Task to complete
Which lines in the entries below contain the word "black"? Copy each of them.

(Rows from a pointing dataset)
┏━━

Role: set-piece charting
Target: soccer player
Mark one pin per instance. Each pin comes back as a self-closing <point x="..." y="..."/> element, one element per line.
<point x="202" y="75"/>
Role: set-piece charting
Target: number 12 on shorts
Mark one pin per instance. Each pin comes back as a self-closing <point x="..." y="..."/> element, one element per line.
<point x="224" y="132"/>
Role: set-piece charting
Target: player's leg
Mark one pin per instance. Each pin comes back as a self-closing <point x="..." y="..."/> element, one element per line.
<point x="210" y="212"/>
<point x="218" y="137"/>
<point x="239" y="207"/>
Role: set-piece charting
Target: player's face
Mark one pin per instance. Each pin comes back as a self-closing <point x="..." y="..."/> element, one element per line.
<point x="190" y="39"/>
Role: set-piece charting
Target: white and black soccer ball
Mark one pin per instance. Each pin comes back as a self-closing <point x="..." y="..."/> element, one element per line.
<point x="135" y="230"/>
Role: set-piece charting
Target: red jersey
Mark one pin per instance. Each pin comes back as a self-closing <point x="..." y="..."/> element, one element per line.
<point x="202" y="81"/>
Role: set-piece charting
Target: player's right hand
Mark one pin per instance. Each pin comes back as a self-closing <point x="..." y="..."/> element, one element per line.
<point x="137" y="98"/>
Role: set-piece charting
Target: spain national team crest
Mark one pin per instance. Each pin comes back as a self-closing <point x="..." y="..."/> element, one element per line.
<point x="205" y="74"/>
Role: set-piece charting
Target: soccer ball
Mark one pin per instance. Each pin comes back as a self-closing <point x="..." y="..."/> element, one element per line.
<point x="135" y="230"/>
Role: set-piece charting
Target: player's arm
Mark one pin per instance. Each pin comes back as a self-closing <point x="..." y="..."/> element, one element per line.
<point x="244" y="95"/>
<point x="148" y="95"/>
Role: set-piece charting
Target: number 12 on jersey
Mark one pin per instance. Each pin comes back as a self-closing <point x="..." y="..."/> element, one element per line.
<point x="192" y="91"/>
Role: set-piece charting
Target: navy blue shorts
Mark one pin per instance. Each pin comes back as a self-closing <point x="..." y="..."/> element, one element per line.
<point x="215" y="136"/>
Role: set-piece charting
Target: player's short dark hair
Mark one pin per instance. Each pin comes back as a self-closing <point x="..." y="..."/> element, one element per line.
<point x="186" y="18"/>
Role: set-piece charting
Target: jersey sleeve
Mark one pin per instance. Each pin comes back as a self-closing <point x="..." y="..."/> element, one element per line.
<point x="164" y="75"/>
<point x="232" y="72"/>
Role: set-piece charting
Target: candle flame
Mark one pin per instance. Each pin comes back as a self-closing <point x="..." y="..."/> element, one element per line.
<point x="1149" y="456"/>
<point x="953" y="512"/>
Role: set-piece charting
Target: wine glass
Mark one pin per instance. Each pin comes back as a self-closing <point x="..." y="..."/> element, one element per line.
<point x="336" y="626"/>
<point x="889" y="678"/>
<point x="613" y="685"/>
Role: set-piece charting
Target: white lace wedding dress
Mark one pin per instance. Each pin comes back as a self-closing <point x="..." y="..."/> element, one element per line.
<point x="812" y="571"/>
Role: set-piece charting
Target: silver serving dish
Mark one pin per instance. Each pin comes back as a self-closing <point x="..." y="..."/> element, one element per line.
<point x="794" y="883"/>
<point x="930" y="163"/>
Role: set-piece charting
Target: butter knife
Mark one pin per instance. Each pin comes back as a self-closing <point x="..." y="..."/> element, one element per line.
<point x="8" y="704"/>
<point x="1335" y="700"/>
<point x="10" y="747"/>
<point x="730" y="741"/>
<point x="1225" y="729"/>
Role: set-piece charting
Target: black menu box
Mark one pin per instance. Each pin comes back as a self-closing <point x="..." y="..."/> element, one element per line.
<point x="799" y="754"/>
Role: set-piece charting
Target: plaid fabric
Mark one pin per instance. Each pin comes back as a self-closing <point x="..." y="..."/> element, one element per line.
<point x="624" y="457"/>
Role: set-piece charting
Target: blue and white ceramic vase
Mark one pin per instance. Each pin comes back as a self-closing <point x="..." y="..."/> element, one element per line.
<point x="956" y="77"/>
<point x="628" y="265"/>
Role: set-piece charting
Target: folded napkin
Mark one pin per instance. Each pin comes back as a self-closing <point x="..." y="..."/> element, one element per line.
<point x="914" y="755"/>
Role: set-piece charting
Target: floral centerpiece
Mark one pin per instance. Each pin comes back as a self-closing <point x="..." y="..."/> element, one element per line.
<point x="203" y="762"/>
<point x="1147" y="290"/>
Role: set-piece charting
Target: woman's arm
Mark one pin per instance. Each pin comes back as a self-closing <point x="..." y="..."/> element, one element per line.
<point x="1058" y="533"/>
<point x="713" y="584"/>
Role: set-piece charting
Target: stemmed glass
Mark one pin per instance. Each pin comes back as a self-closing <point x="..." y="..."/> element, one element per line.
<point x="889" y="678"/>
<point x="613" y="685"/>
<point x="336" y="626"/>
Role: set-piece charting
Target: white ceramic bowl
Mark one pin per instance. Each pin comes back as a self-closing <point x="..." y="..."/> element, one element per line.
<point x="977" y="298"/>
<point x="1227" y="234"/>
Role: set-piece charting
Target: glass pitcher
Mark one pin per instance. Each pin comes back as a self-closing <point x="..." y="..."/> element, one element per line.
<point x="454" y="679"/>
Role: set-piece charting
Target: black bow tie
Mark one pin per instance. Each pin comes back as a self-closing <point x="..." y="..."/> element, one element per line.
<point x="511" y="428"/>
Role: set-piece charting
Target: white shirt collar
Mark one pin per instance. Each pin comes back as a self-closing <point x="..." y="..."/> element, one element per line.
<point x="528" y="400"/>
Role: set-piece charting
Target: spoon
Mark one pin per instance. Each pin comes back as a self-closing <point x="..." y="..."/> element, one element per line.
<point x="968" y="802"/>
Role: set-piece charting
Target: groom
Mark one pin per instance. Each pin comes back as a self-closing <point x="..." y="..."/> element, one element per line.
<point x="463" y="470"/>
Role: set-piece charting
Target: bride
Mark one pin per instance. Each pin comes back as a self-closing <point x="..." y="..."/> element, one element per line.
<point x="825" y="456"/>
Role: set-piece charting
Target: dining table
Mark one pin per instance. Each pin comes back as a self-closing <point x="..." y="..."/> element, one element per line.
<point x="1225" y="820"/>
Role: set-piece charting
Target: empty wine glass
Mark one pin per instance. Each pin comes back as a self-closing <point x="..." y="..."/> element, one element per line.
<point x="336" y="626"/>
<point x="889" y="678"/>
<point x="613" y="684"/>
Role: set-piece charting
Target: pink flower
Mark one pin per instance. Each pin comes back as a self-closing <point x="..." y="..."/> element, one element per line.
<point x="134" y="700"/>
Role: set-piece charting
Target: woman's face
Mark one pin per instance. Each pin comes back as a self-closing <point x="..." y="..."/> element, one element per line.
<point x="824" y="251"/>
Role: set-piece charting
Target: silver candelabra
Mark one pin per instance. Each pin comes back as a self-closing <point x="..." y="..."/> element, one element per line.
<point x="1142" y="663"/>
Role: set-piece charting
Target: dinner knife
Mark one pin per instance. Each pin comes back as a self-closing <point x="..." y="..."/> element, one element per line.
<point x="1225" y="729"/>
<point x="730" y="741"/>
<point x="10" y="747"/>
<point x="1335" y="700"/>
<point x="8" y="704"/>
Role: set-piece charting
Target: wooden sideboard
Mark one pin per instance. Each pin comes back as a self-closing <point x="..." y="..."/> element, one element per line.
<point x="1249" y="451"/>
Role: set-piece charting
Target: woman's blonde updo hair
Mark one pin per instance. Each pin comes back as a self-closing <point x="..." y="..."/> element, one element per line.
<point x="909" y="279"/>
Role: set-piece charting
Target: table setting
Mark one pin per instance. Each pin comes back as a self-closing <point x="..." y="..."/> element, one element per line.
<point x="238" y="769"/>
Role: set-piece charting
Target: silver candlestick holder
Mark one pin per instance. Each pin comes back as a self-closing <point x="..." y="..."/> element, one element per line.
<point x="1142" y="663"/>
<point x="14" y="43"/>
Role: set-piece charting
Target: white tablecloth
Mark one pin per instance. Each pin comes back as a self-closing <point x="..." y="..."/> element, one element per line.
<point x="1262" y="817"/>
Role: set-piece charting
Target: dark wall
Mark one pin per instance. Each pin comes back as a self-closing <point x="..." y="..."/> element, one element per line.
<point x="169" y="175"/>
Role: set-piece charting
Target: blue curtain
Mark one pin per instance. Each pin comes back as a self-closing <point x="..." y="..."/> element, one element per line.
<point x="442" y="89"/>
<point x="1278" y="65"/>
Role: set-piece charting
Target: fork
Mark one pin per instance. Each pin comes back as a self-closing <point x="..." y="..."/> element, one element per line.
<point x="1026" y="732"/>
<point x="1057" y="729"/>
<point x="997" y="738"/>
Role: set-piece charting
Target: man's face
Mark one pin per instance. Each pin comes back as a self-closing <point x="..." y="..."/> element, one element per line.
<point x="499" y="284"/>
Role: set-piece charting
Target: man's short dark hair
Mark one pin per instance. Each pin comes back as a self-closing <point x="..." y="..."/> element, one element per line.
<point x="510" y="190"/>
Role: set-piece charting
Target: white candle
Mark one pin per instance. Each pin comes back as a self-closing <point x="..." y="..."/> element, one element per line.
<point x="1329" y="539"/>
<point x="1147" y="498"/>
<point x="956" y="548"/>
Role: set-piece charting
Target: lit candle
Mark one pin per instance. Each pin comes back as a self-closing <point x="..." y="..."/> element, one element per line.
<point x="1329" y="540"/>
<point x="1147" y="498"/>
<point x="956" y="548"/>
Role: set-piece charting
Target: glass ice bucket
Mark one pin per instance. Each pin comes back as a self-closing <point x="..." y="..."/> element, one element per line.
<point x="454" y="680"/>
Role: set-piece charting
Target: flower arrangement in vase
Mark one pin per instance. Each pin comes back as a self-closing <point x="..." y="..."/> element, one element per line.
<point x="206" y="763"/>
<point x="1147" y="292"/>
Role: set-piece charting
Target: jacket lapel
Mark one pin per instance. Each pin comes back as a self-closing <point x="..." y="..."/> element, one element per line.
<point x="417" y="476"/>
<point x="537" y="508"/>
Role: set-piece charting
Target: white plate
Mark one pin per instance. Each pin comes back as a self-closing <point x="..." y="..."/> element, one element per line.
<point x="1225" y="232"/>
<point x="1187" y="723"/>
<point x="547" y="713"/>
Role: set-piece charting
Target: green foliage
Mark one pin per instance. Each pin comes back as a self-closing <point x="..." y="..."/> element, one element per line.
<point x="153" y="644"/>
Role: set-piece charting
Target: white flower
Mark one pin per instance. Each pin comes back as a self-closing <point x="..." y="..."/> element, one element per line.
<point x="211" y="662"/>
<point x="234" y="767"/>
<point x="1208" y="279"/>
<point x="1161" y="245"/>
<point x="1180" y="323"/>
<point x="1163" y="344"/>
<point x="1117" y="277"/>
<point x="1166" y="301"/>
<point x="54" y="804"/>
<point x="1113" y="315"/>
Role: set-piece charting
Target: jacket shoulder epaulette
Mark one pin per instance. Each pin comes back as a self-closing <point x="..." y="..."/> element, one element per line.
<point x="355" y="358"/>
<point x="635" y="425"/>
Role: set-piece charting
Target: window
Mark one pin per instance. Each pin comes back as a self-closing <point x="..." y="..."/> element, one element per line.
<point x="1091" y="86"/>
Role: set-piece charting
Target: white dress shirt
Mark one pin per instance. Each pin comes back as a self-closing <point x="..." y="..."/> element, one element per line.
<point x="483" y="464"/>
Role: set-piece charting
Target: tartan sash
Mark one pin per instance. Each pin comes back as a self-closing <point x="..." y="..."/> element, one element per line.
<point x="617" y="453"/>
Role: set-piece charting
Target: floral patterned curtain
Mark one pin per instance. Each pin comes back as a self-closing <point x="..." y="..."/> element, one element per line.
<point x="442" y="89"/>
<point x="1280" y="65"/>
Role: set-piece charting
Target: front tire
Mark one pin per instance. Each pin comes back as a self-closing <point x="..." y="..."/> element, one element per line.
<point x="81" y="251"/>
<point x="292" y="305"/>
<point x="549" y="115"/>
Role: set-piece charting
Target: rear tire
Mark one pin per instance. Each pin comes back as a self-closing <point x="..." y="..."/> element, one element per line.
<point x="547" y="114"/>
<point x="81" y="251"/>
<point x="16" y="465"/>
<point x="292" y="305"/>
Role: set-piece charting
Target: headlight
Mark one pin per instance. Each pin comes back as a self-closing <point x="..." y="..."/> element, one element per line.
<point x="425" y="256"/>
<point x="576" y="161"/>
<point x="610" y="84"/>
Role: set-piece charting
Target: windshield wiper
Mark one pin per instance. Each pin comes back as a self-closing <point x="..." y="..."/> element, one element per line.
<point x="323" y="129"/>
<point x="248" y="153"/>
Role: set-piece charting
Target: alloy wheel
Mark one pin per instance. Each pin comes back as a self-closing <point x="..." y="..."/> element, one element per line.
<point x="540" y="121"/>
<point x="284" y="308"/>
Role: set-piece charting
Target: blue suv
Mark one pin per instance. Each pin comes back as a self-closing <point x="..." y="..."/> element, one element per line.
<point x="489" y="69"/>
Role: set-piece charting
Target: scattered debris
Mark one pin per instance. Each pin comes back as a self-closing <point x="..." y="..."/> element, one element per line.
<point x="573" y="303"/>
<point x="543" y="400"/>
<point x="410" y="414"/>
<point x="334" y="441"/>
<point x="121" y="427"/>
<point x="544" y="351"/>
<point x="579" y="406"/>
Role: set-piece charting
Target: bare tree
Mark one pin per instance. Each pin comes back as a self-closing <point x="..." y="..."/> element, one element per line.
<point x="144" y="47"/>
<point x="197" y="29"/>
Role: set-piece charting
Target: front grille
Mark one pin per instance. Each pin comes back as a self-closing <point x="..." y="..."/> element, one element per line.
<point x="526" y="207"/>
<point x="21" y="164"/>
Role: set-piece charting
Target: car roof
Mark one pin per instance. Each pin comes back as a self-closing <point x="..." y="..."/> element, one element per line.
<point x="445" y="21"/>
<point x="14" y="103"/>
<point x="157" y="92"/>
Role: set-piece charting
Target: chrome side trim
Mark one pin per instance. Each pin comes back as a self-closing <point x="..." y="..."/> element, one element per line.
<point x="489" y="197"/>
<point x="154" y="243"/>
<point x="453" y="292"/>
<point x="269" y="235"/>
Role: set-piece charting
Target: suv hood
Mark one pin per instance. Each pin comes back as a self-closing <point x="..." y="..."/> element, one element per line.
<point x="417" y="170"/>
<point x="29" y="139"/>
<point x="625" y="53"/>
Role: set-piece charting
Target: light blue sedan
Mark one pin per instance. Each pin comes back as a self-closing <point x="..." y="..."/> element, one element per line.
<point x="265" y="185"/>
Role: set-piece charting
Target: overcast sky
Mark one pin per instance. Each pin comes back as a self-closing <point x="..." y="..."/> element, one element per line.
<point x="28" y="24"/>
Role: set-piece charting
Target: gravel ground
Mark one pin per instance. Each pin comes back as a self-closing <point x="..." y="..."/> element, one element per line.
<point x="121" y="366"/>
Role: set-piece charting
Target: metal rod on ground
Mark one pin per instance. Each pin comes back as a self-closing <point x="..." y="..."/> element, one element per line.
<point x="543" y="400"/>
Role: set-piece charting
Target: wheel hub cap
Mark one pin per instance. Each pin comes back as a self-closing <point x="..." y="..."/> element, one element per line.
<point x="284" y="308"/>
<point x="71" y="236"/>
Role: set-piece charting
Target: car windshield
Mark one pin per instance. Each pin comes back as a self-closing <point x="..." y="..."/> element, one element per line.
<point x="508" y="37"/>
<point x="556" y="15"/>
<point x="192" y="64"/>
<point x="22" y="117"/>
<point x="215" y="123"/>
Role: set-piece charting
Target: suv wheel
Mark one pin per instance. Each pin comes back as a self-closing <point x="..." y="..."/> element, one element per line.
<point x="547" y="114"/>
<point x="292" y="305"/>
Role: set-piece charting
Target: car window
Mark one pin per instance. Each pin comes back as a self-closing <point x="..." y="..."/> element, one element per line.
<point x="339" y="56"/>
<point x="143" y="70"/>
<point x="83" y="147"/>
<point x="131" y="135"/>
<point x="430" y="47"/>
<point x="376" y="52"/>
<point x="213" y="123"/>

┗━━

Response
Target: white and black soccer ball
Target: black menu box
Target: black bow tie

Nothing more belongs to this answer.